» **Task requirements**
Everything before the line containing "If you could mark the concrete curb" is to be left out; repeat that line and all lines after it exactly, to the end of the data.
Start of Block
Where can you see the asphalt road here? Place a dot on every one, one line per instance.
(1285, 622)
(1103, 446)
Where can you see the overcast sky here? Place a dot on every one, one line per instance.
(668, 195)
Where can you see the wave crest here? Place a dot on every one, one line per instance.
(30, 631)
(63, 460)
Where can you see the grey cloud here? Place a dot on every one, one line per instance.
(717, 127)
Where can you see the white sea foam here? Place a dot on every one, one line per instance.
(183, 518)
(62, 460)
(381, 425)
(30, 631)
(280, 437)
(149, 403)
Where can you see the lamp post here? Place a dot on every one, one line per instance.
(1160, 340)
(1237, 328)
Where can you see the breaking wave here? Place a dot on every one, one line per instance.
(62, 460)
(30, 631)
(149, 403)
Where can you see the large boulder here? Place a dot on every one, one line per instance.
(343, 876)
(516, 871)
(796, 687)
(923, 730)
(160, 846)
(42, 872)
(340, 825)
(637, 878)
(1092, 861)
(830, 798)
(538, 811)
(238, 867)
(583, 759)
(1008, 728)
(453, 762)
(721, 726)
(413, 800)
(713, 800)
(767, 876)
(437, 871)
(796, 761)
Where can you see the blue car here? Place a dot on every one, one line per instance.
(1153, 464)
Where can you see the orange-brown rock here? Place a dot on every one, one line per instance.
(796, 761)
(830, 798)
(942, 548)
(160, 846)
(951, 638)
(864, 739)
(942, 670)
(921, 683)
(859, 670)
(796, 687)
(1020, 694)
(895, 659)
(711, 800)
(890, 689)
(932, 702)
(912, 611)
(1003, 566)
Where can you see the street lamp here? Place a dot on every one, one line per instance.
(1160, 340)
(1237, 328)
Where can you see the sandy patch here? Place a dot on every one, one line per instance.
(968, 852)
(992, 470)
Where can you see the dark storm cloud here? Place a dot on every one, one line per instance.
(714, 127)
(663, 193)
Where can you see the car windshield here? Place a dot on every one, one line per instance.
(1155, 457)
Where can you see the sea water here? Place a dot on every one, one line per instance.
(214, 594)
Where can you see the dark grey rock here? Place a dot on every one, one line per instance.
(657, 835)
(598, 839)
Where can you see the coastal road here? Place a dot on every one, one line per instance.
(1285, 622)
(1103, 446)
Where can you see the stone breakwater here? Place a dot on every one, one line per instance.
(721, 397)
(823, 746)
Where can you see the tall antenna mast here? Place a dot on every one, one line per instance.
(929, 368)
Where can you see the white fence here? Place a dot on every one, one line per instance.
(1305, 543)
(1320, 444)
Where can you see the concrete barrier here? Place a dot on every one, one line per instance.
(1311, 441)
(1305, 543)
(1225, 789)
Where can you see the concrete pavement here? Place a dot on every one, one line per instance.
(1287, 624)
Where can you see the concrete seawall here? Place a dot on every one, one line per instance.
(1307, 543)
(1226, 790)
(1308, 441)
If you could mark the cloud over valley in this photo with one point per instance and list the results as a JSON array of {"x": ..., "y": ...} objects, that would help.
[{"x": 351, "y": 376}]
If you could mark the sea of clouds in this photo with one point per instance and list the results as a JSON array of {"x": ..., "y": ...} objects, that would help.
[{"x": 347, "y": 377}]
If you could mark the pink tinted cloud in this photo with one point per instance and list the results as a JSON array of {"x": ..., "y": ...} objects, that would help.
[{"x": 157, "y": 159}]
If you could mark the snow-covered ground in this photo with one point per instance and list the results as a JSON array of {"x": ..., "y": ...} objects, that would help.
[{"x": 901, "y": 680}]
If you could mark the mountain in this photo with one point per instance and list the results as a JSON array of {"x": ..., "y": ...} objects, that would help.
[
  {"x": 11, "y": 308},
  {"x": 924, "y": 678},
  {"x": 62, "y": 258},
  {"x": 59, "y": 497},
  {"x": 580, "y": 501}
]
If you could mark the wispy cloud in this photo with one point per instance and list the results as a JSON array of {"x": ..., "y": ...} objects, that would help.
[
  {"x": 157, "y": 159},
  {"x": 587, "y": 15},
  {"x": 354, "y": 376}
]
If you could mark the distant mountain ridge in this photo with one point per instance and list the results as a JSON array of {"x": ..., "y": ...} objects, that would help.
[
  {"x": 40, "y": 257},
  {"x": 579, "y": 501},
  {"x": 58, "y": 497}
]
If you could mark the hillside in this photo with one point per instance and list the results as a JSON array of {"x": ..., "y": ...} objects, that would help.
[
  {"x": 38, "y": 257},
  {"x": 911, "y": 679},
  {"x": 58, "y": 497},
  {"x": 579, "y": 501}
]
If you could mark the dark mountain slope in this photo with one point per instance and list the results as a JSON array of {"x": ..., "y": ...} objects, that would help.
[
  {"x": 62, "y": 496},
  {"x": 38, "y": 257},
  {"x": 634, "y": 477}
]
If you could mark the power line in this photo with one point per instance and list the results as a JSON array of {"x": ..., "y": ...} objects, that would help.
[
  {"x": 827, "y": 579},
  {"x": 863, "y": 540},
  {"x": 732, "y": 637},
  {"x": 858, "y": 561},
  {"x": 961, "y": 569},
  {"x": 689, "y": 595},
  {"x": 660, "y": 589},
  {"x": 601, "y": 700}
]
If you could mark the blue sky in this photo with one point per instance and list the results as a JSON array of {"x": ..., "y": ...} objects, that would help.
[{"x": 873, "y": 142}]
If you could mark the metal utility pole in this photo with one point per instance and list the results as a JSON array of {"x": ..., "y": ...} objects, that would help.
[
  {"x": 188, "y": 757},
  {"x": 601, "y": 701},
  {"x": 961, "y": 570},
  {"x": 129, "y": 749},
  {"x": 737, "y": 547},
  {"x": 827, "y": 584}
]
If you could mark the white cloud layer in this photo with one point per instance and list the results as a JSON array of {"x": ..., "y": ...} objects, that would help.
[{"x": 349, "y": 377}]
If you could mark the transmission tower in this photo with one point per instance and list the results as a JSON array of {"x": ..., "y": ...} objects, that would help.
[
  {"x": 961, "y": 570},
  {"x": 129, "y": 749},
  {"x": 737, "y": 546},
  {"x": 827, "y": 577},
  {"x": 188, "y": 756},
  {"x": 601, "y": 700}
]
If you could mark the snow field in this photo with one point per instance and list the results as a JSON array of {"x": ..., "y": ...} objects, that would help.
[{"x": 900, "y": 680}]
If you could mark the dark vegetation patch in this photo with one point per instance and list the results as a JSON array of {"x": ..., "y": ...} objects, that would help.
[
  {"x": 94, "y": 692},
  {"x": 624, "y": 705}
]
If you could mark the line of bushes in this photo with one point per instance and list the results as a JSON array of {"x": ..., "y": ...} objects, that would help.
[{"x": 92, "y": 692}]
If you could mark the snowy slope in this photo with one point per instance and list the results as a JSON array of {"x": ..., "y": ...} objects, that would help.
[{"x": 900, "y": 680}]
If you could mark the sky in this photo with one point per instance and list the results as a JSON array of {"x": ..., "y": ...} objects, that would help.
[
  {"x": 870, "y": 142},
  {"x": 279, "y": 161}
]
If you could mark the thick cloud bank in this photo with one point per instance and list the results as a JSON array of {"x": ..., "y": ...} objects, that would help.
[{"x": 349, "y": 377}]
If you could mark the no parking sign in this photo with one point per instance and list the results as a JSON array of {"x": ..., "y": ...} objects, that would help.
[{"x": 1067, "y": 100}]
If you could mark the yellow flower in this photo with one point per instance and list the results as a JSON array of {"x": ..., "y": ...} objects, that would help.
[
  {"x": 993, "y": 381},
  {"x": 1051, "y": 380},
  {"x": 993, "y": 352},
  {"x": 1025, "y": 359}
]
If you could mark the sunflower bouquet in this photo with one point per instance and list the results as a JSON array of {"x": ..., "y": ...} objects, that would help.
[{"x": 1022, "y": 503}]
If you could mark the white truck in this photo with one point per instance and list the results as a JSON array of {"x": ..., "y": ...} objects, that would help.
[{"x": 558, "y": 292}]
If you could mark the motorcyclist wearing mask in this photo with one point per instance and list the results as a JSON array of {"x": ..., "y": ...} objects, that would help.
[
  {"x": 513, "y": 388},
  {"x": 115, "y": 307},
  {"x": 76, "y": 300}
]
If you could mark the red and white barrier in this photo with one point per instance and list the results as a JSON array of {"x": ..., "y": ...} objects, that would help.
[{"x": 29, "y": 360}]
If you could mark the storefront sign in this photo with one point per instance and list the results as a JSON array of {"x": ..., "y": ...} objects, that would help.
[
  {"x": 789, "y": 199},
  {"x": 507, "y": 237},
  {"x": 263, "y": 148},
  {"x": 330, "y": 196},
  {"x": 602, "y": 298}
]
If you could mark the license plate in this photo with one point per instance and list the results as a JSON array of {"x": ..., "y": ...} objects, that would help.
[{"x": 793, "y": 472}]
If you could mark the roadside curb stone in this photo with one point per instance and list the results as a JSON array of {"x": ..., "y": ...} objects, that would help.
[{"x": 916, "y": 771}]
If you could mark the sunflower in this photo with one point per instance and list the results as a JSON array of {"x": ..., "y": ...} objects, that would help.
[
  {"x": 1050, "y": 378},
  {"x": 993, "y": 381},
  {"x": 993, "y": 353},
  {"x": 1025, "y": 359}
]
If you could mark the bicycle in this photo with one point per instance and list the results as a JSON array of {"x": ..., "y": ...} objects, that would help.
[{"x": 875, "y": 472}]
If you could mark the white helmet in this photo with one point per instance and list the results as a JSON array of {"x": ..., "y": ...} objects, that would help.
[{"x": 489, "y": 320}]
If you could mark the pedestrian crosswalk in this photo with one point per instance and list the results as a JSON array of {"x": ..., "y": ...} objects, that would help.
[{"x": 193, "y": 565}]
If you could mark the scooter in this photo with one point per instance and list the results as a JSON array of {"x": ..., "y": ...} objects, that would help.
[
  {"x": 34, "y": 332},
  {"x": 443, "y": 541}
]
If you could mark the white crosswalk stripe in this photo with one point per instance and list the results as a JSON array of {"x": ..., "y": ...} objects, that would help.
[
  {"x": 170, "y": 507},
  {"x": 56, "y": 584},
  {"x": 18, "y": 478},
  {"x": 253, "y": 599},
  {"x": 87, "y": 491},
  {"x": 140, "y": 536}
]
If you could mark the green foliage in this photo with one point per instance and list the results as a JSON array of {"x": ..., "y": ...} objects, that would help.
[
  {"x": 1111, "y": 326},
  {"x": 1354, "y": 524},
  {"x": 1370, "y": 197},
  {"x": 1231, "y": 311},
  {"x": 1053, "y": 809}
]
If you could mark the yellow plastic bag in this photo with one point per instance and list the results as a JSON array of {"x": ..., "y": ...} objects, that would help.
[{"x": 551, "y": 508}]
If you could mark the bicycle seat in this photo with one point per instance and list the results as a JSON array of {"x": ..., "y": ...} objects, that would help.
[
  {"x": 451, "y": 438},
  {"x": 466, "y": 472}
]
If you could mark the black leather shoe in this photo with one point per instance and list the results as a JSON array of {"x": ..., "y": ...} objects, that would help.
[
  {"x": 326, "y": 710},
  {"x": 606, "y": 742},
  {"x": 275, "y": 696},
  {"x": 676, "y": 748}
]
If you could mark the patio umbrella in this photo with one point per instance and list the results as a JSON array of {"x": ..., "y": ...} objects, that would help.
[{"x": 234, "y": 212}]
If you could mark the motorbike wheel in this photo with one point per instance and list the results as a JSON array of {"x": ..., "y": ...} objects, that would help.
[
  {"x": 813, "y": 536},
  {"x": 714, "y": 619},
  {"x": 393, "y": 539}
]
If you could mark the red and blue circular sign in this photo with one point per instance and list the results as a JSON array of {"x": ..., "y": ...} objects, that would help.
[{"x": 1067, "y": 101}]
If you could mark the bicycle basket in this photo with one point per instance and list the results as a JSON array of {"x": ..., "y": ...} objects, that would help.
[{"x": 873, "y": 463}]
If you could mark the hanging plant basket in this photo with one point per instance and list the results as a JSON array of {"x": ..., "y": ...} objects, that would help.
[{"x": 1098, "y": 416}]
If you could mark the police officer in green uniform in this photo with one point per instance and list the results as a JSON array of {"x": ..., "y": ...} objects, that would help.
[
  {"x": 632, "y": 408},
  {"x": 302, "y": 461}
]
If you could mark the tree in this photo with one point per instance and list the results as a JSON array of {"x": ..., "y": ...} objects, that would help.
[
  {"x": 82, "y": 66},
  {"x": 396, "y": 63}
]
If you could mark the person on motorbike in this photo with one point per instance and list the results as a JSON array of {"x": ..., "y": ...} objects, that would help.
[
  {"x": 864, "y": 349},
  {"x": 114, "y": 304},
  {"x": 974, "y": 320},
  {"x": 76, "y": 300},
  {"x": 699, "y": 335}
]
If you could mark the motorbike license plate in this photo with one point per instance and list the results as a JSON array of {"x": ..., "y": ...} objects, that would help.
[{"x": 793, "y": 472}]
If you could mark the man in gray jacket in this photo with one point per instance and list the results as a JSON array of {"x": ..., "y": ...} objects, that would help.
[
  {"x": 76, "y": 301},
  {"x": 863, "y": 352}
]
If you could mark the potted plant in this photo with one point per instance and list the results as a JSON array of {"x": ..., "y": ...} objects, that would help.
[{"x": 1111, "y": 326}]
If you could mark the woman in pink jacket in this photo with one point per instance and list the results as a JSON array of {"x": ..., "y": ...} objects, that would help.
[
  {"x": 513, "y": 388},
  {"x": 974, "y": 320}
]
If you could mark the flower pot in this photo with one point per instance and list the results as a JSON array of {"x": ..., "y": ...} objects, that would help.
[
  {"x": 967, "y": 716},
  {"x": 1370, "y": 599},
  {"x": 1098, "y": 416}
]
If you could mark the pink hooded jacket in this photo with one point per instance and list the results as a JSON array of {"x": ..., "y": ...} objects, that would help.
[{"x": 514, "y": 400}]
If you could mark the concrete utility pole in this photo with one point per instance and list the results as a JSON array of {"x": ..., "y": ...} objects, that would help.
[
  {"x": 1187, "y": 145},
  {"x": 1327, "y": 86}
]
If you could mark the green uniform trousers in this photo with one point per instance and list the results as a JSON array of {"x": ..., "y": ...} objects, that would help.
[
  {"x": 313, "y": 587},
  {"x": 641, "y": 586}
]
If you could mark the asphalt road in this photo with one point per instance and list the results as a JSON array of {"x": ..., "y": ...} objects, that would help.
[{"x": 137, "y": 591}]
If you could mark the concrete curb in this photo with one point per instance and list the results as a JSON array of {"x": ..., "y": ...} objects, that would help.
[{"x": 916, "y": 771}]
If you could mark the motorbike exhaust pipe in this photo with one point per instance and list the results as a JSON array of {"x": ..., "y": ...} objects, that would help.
End of Block
» **The completed task**
If you could mark the concrete curb in this photo with one point per instance and list the results as a JSON array of {"x": ..., "y": ...} objects, that would help.
[{"x": 916, "y": 771}]
If you could mark the motorbike exhaust pipe in this photo with one point per instance and list the results as a JSON array of {"x": ..., "y": ...} objects, that would help.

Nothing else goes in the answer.